→ **WHAT THE EXERCISE ASKS**
Pick out every line in the records below that contains the string "lamp", treating uppercase and lowercase as different, and copy each of those lines.

Labeled region records

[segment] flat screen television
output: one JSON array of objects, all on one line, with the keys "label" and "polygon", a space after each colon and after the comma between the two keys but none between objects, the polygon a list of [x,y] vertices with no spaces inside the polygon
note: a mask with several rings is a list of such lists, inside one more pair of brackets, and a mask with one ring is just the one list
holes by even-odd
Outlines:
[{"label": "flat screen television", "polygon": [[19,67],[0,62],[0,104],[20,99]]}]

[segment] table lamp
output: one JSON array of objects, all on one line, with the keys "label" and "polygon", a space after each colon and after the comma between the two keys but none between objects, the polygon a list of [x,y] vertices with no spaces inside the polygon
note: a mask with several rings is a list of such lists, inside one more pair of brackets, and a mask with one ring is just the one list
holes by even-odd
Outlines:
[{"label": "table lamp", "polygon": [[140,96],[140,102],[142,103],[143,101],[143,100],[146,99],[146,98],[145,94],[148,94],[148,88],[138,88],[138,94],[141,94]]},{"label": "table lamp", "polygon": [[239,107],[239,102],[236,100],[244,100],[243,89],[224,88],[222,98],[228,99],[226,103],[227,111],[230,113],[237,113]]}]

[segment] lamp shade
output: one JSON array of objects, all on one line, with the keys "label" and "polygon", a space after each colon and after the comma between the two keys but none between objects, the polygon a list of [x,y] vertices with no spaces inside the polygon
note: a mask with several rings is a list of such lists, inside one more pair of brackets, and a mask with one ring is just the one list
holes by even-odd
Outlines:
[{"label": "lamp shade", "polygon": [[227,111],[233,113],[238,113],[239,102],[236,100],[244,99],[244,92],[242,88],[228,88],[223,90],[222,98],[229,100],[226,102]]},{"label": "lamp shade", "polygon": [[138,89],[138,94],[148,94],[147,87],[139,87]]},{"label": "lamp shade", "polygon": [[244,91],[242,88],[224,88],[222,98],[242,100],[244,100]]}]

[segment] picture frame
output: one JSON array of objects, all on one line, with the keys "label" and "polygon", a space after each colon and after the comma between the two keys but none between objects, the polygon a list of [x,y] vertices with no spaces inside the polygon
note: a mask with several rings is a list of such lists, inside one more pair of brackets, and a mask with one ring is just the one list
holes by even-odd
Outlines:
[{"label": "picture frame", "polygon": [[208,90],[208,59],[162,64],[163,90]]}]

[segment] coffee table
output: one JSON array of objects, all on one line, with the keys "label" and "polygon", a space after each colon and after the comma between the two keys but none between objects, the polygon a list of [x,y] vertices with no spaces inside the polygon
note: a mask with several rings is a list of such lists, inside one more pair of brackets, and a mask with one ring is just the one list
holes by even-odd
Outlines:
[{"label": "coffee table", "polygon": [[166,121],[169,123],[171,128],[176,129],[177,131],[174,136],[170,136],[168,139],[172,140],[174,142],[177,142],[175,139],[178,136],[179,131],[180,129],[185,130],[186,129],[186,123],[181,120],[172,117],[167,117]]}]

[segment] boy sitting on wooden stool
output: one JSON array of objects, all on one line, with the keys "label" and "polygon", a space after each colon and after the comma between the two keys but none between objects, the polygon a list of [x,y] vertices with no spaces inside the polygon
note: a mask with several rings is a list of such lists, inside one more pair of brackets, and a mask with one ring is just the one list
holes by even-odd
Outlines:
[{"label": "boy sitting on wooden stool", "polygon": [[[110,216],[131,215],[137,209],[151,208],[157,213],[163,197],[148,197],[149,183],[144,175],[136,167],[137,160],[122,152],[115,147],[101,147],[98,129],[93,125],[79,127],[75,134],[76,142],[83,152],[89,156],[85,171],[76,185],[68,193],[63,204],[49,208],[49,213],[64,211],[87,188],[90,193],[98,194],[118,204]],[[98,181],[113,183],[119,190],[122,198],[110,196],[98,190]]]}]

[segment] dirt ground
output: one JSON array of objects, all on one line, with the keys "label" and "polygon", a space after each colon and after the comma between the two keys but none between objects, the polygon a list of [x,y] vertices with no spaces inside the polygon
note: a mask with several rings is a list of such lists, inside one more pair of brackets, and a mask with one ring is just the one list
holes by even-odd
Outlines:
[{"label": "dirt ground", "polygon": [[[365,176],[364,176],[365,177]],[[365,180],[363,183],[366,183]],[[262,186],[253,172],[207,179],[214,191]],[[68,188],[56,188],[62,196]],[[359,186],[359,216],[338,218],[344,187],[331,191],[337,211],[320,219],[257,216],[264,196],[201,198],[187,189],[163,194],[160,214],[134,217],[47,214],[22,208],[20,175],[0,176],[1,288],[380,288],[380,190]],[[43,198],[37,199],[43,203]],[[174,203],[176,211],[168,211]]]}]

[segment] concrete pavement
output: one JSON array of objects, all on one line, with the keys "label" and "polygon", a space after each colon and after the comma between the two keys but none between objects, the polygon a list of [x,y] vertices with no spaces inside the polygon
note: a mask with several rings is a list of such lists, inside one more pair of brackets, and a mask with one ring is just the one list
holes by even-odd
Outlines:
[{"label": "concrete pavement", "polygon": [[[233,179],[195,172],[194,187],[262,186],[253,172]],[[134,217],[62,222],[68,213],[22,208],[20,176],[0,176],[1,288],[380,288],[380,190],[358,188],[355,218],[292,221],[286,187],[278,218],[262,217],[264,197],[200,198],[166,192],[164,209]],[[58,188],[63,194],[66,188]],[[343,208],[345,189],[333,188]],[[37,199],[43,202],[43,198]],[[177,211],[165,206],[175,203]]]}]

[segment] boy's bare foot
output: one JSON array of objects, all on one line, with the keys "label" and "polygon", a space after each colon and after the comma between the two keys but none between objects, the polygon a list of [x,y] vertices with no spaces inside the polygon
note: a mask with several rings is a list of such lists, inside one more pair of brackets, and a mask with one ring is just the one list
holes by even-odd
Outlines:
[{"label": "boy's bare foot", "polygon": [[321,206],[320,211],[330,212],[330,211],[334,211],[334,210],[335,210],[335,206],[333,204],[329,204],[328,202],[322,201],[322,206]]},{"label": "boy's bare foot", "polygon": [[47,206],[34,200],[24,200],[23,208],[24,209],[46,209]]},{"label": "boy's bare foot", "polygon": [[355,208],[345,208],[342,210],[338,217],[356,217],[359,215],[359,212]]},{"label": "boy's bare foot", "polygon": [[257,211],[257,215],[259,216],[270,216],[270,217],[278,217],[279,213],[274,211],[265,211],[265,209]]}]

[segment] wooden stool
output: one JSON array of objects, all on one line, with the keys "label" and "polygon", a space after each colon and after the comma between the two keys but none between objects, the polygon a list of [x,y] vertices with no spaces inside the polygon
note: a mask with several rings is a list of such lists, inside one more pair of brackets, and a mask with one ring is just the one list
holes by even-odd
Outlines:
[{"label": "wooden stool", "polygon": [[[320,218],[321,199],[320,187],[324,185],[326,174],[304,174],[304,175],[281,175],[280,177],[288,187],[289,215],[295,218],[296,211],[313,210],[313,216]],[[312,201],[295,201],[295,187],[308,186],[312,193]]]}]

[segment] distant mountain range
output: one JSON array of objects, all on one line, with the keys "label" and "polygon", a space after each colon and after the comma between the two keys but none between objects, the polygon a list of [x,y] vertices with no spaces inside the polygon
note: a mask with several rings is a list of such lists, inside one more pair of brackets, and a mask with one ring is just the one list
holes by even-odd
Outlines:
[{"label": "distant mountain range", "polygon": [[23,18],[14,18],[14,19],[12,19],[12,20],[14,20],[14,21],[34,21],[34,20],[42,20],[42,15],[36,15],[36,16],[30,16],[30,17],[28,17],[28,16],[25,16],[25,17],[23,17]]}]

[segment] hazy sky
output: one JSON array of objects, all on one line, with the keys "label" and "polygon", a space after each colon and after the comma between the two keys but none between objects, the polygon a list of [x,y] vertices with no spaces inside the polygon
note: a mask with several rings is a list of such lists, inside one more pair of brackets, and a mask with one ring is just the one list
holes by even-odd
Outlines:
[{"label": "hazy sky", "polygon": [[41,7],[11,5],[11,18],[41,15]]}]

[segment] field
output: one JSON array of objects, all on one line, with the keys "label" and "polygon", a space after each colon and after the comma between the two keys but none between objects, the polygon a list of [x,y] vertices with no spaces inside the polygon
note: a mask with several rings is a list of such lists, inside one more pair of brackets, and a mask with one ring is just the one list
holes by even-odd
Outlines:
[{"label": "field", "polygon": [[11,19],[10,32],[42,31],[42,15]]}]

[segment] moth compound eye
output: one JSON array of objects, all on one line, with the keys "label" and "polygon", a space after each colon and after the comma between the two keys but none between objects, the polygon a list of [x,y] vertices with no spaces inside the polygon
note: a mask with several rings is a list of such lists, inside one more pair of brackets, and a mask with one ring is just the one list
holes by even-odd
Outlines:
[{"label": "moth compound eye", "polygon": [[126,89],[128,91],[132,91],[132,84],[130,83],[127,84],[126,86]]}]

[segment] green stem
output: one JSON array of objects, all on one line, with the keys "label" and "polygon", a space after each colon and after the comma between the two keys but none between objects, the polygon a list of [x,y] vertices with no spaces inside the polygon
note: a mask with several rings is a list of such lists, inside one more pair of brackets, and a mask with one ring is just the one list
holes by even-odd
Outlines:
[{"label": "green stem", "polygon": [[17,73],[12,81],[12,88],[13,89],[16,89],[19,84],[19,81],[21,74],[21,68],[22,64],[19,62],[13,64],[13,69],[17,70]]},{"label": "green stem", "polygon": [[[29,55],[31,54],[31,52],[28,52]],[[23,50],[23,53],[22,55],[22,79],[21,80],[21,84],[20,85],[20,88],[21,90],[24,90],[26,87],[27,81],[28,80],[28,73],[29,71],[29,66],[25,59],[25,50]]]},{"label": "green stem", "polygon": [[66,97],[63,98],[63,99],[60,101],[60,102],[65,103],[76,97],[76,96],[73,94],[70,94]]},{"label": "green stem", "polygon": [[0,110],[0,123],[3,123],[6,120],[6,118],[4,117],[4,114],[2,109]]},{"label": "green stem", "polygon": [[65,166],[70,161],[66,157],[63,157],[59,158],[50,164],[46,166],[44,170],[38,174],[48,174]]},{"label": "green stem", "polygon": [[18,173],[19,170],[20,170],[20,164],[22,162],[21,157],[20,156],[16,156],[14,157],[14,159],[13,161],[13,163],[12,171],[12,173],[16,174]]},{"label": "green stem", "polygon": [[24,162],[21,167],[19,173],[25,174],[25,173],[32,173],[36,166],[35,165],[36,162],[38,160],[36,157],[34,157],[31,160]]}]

→ **SOLUTION BELOW**
[segment] table lamp
[{"label": "table lamp", "polygon": [[140,96],[140,102],[142,103],[143,101],[143,100],[146,99],[146,98],[145,94],[148,94],[148,88],[138,88],[138,94],[141,94]]},{"label": "table lamp", "polygon": [[239,107],[239,102],[236,100],[244,100],[243,89],[224,88],[222,98],[228,99],[226,103],[227,111],[230,113],[237,113]]}]
[segment] lamp shade
[{"label": "lamp shade", "polygon": [[227,111],[233,113],[238,113],[239,102],[236,100],[244,99],[244,92],[242,88],[228,88],[223,90],[222,98],[229,100],[226,102]]},{"label": "lamp shade", "polygon": [[138,89],[138,94],[148,94],[147,87],[139,87]]},{"label": "lamp shade", "polygon": [[244,91],[242,88],[224,88],[222,98],[242,100],[244,100]]}]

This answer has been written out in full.